Write out the records again, exactly, leaving none out.

==== Data extract

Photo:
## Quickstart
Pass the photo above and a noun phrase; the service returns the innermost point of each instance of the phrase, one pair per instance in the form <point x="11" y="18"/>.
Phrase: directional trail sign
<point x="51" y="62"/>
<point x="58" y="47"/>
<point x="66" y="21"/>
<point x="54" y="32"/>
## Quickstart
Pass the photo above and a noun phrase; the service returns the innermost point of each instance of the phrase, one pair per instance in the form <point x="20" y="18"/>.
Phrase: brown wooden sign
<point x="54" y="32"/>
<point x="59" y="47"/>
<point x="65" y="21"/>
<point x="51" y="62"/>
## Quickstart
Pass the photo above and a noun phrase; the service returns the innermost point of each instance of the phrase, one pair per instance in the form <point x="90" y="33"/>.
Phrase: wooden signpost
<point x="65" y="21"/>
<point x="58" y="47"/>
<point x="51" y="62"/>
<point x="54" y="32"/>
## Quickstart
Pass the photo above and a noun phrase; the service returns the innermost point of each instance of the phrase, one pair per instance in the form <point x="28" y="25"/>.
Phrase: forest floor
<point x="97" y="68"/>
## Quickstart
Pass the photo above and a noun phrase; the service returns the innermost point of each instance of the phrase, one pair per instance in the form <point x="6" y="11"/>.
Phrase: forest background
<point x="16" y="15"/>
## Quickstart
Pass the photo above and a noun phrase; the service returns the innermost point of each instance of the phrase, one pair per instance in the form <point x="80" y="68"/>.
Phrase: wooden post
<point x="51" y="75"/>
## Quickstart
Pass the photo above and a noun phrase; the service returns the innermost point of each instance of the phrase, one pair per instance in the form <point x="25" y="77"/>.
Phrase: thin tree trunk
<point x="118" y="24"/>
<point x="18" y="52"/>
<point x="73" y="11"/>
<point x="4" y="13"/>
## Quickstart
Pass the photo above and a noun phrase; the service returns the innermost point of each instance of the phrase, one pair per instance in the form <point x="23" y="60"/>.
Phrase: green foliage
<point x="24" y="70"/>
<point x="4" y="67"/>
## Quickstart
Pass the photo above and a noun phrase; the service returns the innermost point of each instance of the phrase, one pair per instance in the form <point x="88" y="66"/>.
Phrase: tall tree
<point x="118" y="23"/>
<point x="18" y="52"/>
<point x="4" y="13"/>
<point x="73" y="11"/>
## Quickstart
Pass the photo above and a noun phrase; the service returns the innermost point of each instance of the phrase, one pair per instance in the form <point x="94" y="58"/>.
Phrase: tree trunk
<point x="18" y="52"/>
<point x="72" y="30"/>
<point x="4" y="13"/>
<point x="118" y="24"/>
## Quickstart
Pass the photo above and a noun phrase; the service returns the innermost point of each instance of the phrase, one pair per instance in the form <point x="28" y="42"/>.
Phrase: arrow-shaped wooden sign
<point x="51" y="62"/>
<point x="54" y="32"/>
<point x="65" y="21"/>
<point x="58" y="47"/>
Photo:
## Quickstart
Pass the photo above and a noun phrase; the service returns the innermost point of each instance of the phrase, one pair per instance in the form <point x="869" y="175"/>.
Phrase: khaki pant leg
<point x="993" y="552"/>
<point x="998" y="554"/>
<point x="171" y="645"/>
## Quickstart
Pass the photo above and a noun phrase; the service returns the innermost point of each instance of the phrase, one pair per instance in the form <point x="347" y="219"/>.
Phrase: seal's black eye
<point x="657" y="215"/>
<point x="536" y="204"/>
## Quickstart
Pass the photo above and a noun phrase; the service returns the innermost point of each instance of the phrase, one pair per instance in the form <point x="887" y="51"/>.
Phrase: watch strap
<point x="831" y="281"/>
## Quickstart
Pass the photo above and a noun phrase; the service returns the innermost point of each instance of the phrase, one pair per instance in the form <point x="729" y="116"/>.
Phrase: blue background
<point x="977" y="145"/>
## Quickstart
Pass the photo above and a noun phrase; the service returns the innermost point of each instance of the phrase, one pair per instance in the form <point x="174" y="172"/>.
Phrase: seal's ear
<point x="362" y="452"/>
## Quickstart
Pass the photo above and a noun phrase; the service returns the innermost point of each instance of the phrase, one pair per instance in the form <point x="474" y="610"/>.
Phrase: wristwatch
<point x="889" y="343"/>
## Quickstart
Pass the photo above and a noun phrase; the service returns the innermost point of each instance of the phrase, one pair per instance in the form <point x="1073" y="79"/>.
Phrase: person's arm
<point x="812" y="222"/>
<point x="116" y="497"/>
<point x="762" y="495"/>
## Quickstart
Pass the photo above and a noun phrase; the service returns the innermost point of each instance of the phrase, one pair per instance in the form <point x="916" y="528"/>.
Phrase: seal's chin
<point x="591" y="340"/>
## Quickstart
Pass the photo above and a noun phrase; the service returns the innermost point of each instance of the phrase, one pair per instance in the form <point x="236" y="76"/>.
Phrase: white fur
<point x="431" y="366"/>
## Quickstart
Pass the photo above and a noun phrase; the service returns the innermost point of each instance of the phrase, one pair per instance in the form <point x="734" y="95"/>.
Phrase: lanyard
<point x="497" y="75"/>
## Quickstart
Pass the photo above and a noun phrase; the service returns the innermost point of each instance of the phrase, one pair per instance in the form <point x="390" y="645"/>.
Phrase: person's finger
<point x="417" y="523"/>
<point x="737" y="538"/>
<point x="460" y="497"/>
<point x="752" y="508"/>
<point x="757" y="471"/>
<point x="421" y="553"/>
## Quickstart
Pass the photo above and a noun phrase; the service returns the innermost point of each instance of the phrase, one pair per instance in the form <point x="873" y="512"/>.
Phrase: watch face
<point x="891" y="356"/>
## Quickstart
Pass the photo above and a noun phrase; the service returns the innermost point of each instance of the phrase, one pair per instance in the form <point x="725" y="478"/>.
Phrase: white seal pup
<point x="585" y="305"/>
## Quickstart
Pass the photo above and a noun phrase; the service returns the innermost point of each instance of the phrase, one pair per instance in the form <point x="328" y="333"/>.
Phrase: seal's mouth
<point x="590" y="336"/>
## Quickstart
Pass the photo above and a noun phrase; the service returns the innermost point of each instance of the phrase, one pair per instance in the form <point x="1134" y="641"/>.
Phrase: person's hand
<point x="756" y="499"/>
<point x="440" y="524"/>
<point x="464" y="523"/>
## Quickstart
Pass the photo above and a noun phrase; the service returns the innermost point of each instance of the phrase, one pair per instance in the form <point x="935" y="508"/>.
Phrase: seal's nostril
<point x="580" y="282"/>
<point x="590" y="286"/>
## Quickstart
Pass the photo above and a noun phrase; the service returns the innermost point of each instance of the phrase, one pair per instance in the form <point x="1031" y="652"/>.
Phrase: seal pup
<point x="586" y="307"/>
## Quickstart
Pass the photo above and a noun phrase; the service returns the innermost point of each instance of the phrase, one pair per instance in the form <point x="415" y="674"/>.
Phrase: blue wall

========

*Answer below*:
Photo:
## Quickstart
Pass the photo above and a noun phrase; the service returns the innermost point of each instance of the phrase, one pair per instance in the form <point x="11" y="18"/>.
Phrase: directional trail sign
<point x="51" y="62"/>
<point x="58" y="47"/>
<point x="66" y="21"/>
<point x="54" y="32"/>
## Quickstart
Pass the photo above and a noun phrase; the service returns the innermost point of each instance of the phrase, one pair per instance in the form <point x="20" y="18"/>.
Phrase: brown wooden sign
<point x="54" y="32"/>
<point x="59" y="47"/>
<point x="65" y="21"/>
<point x="51" y="62"/>
## Quickstart
Pass the photo above and a noun phrase; the service returns the innermost point of each instance of the phrase, one pair per instance in the form <point x="90" y="33"/>.
Phrase: wooden signpost
<point x="65" y="21"/>
<point x="58" y="47"/>
<point x="51" y="62"/>
<point x="54" y="32"/>
## Quickstart
Pass the photo above and a noun phrase; the service returns the innermost point of each instance of the phrase, one pair per instance in the form <point x="28" y="25"/>.
Phrase: forest floor
<point x="97" y="68"/>
## Quickstart
Pass the photo above and a noun phrase; the service returns the innermost point of each instance of the phrase, one pair per instance in the form <point x="6" y="11"/>.
Phrase: forest background
<point x="16" y="15"/>
## Quickstart
Pass the photo above and a noun phrase; the service returns the innermost point of each instance of the phrase, one pair per instance in the form <point x="80" y="68"/>.
Phrase: wooden post
<point x="51" y="75"/>
## Quickstart
Pass the photo above and a noun phrase; the service returns the innermost point of each instance of the phrase, one pair per instance in the form <point x="25" y="77"/>.
Phrase: thin tree trunk
<point x="118" y="24"/>
<point x="18" y="52"/>
<point x="73" y="11"/>
<point x="4" y="13"/>
## Quickstart
Pass the photo above and a noun phrase; the service returns the innermost point of each instance of the phrase, one pair per instance in the form <point x="23" y="60"/>.
Phrase: green foliage
<point x="24" y="70"/>
<point x="4" y="67"/>
## Quickstart
Pass the photo above and a noun phrase; the service returns the innermost point of each instance of the phrase, one pair per instance in the form <point x="88" y="66"/>.
Phrase: tall tree
<point x="118" y="23"/>
<point x="18" y="52"/>
<point x="4" y="13"/>
<point x="73" y="11"/>
## Quickstart
Pass the photo above and a noun phrase; the service returns the innermost point of each instance of the phrase, one pair per instance in the form <point x="94" y="58"/>.
Phrase: tree trunk
<point x="18" y="52"/>
<point x="72" y="30"/>
<point x="4" y="13"/>
<point x="118" y="24"/>
## Quickstart
Pass the photo above and a noun phrase; the service returns the innermost point of each instance of the phrase, one pair per instance in the form <point x="28" y="42"/>.
Phrase: arrow-shaped wooden sign
<point x="51" y="62"/>
<point x="54" y="32"/>
<point x="65" y="21"/>
<point x="58" y="47"/>
Photo:
## Quickstart
Pass the photo above and a noun phrase; the service returns the innermost point of each instance of the phrase, one pair per instance in the form <point x="869" y="175"/>.
Phrase: khaki pant leg
<point x="993" y="552"/>
<point x="998" y="554"/>
<point x="171" y="645"/>
## Quickstart
Pass the photo above and a noun phrase; the service returns the innermost point of each instance of the phrase, one pair per instance in the form <point x="347" y="219"/>.
Phrase: seal's black eye
<point x="657" y="215"/>
<point x="536" y="204"/>
## Quickstart
Pass the photo above and a noun phrase; the service returns the innermost point of each instance of the phrase, one pair per instance in the form <point x="887" y="51"/>.
Phrase: watch strap
<point x="831" y="281"/>
## Quickstart
Pass the photo above and a noun phrase; the service returns the innermost point of each instance of the phrase, one pair per instance in the form <point x="729" y="116"/>.
Phrase: blue background
<point x="977" y="145"/>
## Quickstart
Pass the photo above and a noun phrase; the service returns the innermost point of each instance of the phrase, one pair per instance in the form <point x="174" y="172"/>.
Phrase: seal's ear
<point x="362" y="452"/>
## Quickstart
Pass the photo above and a noun phrase; the service returns the innermost point of each instance of the phrase, one pair per instance in the form <point x="474" y="610"/>.
Phrase: wristwatch
<point x="889" y="343"/>
## Quickstart
Pass the photo above and a noun phrase; the service returns the innermost point of each instance of the phrase, one pair per instance in the form <point x="1073" y="79"/>.
Phrase: person's arm
<point x="812" y="222"/>
<point x="116" y="497"/>
<point x="762" y="495"/>
## Quickstart
Pass the photo above and a noun phrase; the service returns the innermost point of each instance of the phrase, one pair per instance in the form <point x="916" y="528"/>.
Phrase: seal's chin
<point x="591" y="340"/>
## Quickstart
Pass the photo above and a noun phrase; the service returns the innermost point of each instance of the phrase, one pair per instance in the form <point x="236" y="76"/>.
Phrase: white fur
<point x="431" y="366"/>
## Quickstart
Pass the photo above and a noun phrase; the service returns the innermost point of each instance of the phrase, one pair per instance in the form <point x="734" y="95"/>.
Phrase: lanyard
<point x="497" y="75"/>
## Quickstart
Pass the photo above and a noun phrase; the service returns the innermost point of each instance of the phrase, one pair per instance in the form <point x="390" y="645"/>.
Phrase: person's finger
<point x="417" y="523"/>
<point x="737" y="538"/>
<point x="460" y="497"/>
<point x="752" y="508"/>
<point x="757" y="471"/>
<point x="421" y="553"/>
## Quickstart
Pass the photo above and a noun phrase; the service returns the innermost point of each instance of the phrase, one pair per instance in the form <point x="873" y="512"/>.
Phrase: watch face
<point x="891" y="356"/>
## Quickstart
Pass the photo above and a noun phrase; the service returns the innermost point of each instance of the phrase, one pair per instance in the form <point x="725" y="478"/>.
Phrase: white seal pup
<point x="585" y="305"/>
## Quickstart
Pass the photo above and a noun phrase; the service returns the innermost point of each instance of the phrase, one pair per instance in the form <point x="328" y="333"/>.
Phrase: seal's mouth
<point x="590" y="336"/>
## Quickstart
Pass the photo above and a noun phrase; the service returns the innermost point of each instance of the phrase, one pair per instance in the form <point x="1134" y="641"/>.
Phrase: person's hand
<point x="756" y="499"/>
<point x="440" y="524"/>
<point x="464" y="523"/>
## Quickstart
Pass the photo above and a noun phrase; the service returns the innermost point of each instance of the phrase, one pair per instance in the form <point x="935" y="508"/>.
Phrase: seal's nostril
<point x="580" y="282"/>
<point x="590" y="286"/>
## Quickstart
Pass the photo above and a noun phrase; the service returns the innermost point of each instance of the phrase, one pair per instance in the form <point x="1031" y="652"/>.
Phrase: seal pup
<point x="586" y="307"/>
## Quickstart
Pass the photo above and a noun phrase; the service returns the innermost point of each instance of the phrase, one pair per instance in the form <point x="415" y="674"/>.
Phrase: blue wall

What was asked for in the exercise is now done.